— begin Given text —

A day is the time period of a full rotation of the Earth with respect to the Sun.  On average, this is 24 hours, 1440 minutes, or 86,400 seconds. In everyday life, the word "day" often refers to a solar day, which is the length between two solar noons or times the Sun reaches the highest point. The word "day" may also refer to daytime, a time period when the location receives direct and indirect sunlight. On Earth, as a location passes through its day, it experiences morning, noon, afternoon, evening, and night. The effect of a day is vital to many life processes, which is called the circadian rhythm.

A collection of sequential days is organized into calendars as dates, almost always into weeks, months and years. Most calendars' arrangement of dates use either or both the Sun with its four seasons (solar calendar) or the Moon's phasing (lunar calendar).  The start of a day is commonly accepted as roughly the time of the middle of the night or midnight, written as 00:00 or 12:00 am in 24- or 12-hour clocks, respectively. Because the time of midnight varies between locations, time zones are set up to facilitate the use of a uniform standard time.  Midnight is not the only convention used to determine the start of a new day.  Other defining moments have been used throughout history, and some are used even today, such as with the Jewish religious calendar, which counts days from sunset to sunset, so the Jewish Sabbath begins at sundown on Friday.  Astronomers also have a convention where their day begins at high noon.  This way, all of their observations throughout a single night are recorded as happening on the same day.  This method removes ambiguity of a particular observation happening on a calendar day, eliminating the need to further determine which night it happened on.  Because when using midnight as the start of day, each calendar day is associated with two separate night periods.

In specific applications, the definition of a day is slightly modified, such as in the SI day (exactly 86,400 seconds) used for computers and standards keeping, local mean time accounting of the Earth's natural fluctuation of a solar day, and stellar day and sidereal day (using the celestial sphere) used for astronomy.  In most countries outside of the tropics, daylight saving time is practiced, and each year there will be one 23-hour civil day and one 25-hour civil day.  Due to slight variations in the rotation of the Earth, there are rare times when a leap second will get inserted at the end of a UTC day, and so while almost all days have a duration of 86,400 seconds, there are these exceptional cases of a day with 86,401 seconds (in the half-century spanning 1972 through 2022, there have been a total of 27 leap seconds that have been inserted, so roughly once every other year).

Etymology 
The term comes from the Old English term dæġ (), with its cognates such as dagur in Icelandic, Tag in German, and dag in Norwegian, Danish, Swedish and Dutch – all stemming from a Proto-Germanic root *dagaz. , day is the 205th most common word in US English, and the 210th most common in UK English.

— end Given text —

» Goal 1
From the listing below, extract each line that includes the string "white".
The article on the day and the listing that follows have no connection to each other.

— begin Material —

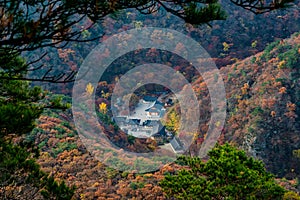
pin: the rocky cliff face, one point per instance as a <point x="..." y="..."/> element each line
<point x="263" y="93"/>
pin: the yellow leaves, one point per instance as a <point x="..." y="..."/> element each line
<point x="89" y="89"/>
<point x="282" y="90"/>
<point x="103" y="108"/>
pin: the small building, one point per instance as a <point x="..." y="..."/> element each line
<point x="156" y="109"/>
<point x="149" y="99"/>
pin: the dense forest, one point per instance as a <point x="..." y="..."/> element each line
<point x="45" y="154"/>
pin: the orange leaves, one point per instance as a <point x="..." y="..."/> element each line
<point x="273" y="113"/>
<point x="245" y="88"/>
<point x="89" y="89"/>
<point x="282" y="90"/>
<point x="291" y="106"/>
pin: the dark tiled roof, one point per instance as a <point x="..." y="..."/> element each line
<point x="149" y="98"/>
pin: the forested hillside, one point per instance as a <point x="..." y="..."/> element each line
<point x="43" y="155"/>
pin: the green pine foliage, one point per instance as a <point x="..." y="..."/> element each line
<point x="22" y="178"/>
<point x="228" y="174"/>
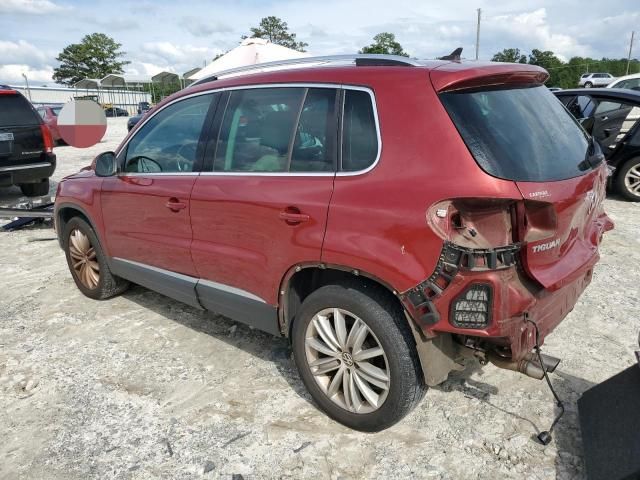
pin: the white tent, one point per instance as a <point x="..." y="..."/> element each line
<point x="249" y="52"/>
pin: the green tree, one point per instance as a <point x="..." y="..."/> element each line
<point x="552" y="64"/>
<point x="276" y="31"/>
<point x="96" y="56"/>
<point x="385" y="43"/>
<point x="512" y="55"/>
<point x="566" y="74"/>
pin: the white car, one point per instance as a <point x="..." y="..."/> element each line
<point x="628" y="81"/>
<point x="588" y="80"/>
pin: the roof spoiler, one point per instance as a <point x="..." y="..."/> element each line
<point x="453" y="77"/>
<point x="453" y="56"/>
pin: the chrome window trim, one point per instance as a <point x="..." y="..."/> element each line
<point x="267" y="174"/>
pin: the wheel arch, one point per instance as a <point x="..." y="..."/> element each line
<point x="438" y="355"/>
<point x="303" y="279"/>
<point x="65" y="212"/>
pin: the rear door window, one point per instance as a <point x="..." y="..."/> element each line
<point x="607" y="106"/>
<point x="520" y="134"/>
<point x="15" y="110"/>
<point x="280" y="129"/>
<point x="314" y="142"/>
<point x="360" y="144"/>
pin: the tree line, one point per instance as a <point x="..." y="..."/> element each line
<point x="98" y="55"/>
<point x="566" y="74"/>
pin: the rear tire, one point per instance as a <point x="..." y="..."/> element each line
<point x="87" y="262"/>
<point x="384" y="387"/>
<point x="35" y="189"/>
<point x="627" y="181"/>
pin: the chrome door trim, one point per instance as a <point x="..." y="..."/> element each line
<point x="268" y="174"/>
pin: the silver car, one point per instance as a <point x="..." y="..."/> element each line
<point x="588" y="80"/>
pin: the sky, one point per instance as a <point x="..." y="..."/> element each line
<point x="177" y="36"/>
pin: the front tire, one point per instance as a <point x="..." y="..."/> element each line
<point x="356" y="355"/>
<point x="628" y="180"/>
<point x="87" y="262"/>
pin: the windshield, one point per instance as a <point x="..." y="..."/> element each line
<point x="15" y="110"/>
<point x="521" y="134"/>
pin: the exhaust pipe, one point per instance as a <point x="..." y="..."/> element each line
<point x="526" y="365"/>
<point x="550" y="363"/>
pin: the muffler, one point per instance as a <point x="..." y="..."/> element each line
<point x="526" y="366"/>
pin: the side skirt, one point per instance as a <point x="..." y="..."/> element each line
<point x="228" y="301"/>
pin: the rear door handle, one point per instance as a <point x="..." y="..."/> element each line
<point x="175" y="205"/>
<point x="293" y="216"/>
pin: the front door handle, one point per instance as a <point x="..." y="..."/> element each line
<point x="175" y="205"/>
<point x="293" y="216"/>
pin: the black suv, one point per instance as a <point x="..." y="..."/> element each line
<point x="26" y="145"/>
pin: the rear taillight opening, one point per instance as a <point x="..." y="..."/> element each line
<point x="474" y="222"/>
<point x="46" y="138"/>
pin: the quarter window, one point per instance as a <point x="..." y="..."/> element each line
<point x="359" y="132"/>
<point x="168" y="142"/>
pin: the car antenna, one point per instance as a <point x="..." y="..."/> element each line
<point x="453" y="56"/>
<point x="545" y="437"/>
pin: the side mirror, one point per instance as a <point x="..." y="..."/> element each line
<point x="105" y="164"/>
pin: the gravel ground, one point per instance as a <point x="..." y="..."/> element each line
<point x="141" y="386"/>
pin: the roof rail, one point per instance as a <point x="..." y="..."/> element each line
<point x="358" y="59"/>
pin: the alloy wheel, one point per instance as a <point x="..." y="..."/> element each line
<point x="83" y="259"/>
<point x="632" y="180"/>
<point x="347" y="361"/>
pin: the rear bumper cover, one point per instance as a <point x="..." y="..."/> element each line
<point x="513" y="295"/>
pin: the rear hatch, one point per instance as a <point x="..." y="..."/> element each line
<point x="21" y="139"/>
<point x="517" y="130"/>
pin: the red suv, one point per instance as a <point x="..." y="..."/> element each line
<point x="389" y="216"/>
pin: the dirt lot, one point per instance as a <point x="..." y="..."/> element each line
<point x="141" y="386"/>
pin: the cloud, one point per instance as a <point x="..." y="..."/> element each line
<point x="33" y="7"/>
<point x="200" y="28"/>
<point x="173" y="57"/>
<point x="116" y="24"/>
<point x="12" y="74"/>
<point x="532" y="29"/>
<point x="22" y="52"/>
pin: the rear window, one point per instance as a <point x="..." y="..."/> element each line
<point x="15" y="110"/>
<point x="521" y="134"/>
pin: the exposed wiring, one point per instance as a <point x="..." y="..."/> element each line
<point x="545" y="437"/>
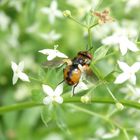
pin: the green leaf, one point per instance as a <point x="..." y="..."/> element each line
<point x="37" y="95"/>
<point x="47" y="114"/>
<point x="110" y="77"/>
<point x="60" y="120"/>
<point x="42" y="74"/>
<point x="101" y="52"/>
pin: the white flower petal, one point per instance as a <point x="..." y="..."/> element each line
<point x="21" y="66"/>
<point x="121" y="78"/>
<point x="123" y="66"/>
<point x="51" y="57"/>
<point x="45" y="10"/>
<point x="23" y="76"/>
<point x="135" y="138"/>
<point x="54" y="5"/>
<point x="15" y="78"/>
<point x="59" y="99"/>
<point x="111" y="135"/>
<point x="62" y="55"/>
<point x="47" y="100"/>
<point x="59" y="89"/>
<point x="52" y="18"/>
<point x="48" y="90"/>
<point x="111" y="40"/>
<point x="14" y="66"/>
<point x="123" y="47"/>
<point x="135" y="67"/>
<point x="133" y="79"/>
<point x="47" y="51"/>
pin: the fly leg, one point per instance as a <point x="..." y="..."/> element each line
<point x="61" y="82"/>
<point x="74" y="88"/>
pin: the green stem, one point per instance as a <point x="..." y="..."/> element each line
<point x="93" y="25"/>
<point x="89" y="38"/>
<point x="75" y="99"/>
<point x="109" y="91"/>
<point x="73" y="19"/>
<point x="126" y="134"/>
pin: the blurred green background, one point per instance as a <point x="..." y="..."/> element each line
<point x="21" y="26"/>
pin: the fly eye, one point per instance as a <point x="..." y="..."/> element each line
<point x="80" y="61"/>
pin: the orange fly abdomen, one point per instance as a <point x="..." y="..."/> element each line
<point x="72" y="75"/>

— end Material —

» Goal 2
Write the next part of the article about the day, starting after its final sentence.

» Exercise response 1
pin: the white tent, one point per instance as a <point x="..." y="..."/> element each line
pin: the white car, one point per instance as a <point x="..." y="..."/> element each line
pin: the white flower petal, one point per instance as a <point x="..." y="..."/> element each line

» Exercise response 2
Definitions

Apparent and mean solar day 

Several definitions of this universal human concept are used according to context, need and convenience. Besides the day of 24 hours (86,400 seconds), the word day is used for several different spans of time based on the rotation of the Earth around its axis. An important one is the solar day, defined as the time it takes for the Sun to return to its culmination point (its highest point in the sky). Because celestial orbits are not perfectly circular, and thus objects travel at different speeds at various positions in their orbit, a solar day is not the same length of time throughout the orbital year. Because the Earth moves along an eccentric orbit around the Sun while the Earth spins on an inclined axis, this period can be up to 7.9 seconds more than (or less than) 24 hours. In recent decades, the average length of a solar day on Earth has been about 86,400.002 seconds (24.000 000 6 hours) and there are currently about 365.2421875 solar days in one mean tropical year.

Ancient custom has a new day start at either the rising or setting of the Sun on the local horizon (Italian reckoning, for example, being 24 hours from sunset, oldstyle). The exact moment of, and the interval between, two sunrises or sunsets depends on the geographical position (longitude and latitude, as well as altitude), and the time of year (as indicated by ancient hemispherical sundials).

A more constant day can be defined by the Sun passing through the local meridian, which happens at local noon (upper culmination) or midnight (lower culmination). The exact moment is dependent on the geographical longitude, and to a lesser extent on the time of the year. The length of such a day is nearly constant (24 hours ± 30 seconds). This is the time as indicated by modern sundials.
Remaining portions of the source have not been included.